● TASK DESCRIPTION
Please update the records below by replacing "pin" with "marker" wherever it occurs, keeping everything else the same.

Data extracted from a collection:

»»

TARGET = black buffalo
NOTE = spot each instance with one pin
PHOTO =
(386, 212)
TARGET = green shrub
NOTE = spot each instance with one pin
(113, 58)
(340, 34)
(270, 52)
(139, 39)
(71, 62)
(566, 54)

««

● EXERCISE ANSWER
TARGET = black buffalo
NOTE = spot each instance with one marker
PHOTO =
(386, 212)
TARGET = green shrub
NOTE = spot each instance with one marker
(113, 58)
(340, 34)
(270, 52)
(139, 39)
(71, 62)
(566, 54)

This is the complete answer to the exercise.